## Exercise objective
Transcribe, word for word, the line containing "Test: the pointer" and each line following it through the end of the listing below. Omit all other lines.

>> START Records for this exercise

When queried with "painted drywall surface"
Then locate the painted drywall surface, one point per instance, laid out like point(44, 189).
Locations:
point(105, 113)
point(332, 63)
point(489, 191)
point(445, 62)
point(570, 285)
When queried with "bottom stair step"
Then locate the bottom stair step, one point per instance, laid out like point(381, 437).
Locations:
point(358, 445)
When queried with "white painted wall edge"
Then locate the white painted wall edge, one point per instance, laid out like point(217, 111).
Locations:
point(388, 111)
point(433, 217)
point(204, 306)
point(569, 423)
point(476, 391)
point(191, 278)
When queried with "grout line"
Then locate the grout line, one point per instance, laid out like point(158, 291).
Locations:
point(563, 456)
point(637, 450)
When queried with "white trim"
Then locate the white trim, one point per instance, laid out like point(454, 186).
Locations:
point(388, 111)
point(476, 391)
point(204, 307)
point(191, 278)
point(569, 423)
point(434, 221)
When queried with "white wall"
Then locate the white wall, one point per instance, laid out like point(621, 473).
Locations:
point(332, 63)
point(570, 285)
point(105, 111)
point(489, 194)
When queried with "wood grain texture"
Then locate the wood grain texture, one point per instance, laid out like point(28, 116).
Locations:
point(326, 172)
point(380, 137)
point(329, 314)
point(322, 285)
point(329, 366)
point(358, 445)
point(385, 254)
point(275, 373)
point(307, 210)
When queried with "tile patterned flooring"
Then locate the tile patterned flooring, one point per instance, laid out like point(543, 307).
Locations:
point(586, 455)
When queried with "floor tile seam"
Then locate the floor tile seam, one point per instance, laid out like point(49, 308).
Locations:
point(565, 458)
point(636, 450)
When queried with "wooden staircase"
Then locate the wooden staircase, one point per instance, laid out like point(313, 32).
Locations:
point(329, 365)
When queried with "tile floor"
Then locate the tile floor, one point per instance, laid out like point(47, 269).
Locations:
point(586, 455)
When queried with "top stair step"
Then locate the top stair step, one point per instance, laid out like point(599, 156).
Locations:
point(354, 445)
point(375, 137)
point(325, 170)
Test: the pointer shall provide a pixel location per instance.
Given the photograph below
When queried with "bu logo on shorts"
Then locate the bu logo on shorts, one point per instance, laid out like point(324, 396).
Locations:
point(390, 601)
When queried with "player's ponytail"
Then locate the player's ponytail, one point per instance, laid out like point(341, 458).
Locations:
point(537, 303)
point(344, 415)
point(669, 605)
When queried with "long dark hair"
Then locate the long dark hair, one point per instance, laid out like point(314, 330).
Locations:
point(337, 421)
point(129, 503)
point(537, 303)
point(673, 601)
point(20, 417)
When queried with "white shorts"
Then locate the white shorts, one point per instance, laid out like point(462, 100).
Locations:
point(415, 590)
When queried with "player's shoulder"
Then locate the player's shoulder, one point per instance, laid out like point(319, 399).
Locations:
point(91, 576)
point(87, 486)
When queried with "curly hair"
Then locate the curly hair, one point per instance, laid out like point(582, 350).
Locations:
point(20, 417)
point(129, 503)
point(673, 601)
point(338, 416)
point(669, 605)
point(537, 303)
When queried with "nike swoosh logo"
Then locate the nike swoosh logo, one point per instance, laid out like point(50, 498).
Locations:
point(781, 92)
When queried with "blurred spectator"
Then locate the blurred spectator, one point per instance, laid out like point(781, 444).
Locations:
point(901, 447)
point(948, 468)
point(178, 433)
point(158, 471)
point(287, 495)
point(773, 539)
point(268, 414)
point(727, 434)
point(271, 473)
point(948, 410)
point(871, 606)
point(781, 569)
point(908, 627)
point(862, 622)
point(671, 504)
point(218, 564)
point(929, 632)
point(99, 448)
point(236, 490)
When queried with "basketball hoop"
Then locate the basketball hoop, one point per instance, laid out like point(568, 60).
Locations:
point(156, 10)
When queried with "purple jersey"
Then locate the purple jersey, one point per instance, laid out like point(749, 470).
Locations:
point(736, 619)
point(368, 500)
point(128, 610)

>> END Records for this exercise

## Result for this task
Test: the pointer shall provide a pixel location per instance.
Given the photograph below
When queried with "bu logo on shorts"
Then locate the bu logo on shorts, one point per instance, laid out like point(324, 396).
Locations:
point(390, 601)
When queried with "player's ponytail"
Then locate the player's ponytail, one point per instance, laid out like point(341, 458).
Locations:
point(537, 303)
point(344, 415)
point(669, 605)
When queried with "long dark hair"
Then locate the long dark hair, one point per instance, laid out like point(314, 330).
Locations:
point(337, 421)
point(129, 503)
point(537, 303)
point(673, 601)
point(20, 417)
When queried with "white shorts"
Then locate the white shorts, one point per instance, laid out like point(462, 100).
Locations:
point(415, 590)
When queried with "player's shoulder"
Then locate the player's shoulder, one point per instance, laid out like point(319, 399).
Locations:
point(91, 576)
point(87, 486)
When queried with "curly hair"
Then locate the curly hair, one point per instance, laid out like point(582, 350).
Locations:
point(20, 417)
point(129, 503)
point(673, 601)
point(338, 416)
point(669, 605)
point(537, 303)
When queried with "nike swoosh logo"
Then locate the nike swoosh logo, one point per instance, laid out like point(50, 498).
Locations:
point(781, 92)
When queried with "blurred spectator"
Then locate the blurred spectator, one point per instance, laid out like point(781, 444).
Locations:
point(901, 447)
point(948, 468)
point(178, 433)
point(158, 471)
point(287, 495)
point(773, 539)
point(268, 414)
point(727, 434)
point(271, 473)
point(948, 410)
point(871, 606)
point(781, 569)
point(908, 627)
point(862, 622)
point(671, 504)
point(218, 564)
point(929, 632)
point(99, 448)
point(236, 490)
When queried with "basketball hoop"
Then locate the basketball hoop, one point per instance, laid out like point(568, 60).
Locations:
point(156, 10)
When queried with "purple jersey"
Then locate the purple jersey, one point per instance, laid out like point(749, 470).
Locations:
point(736, 619)
point(368, 500)
point(128, 610)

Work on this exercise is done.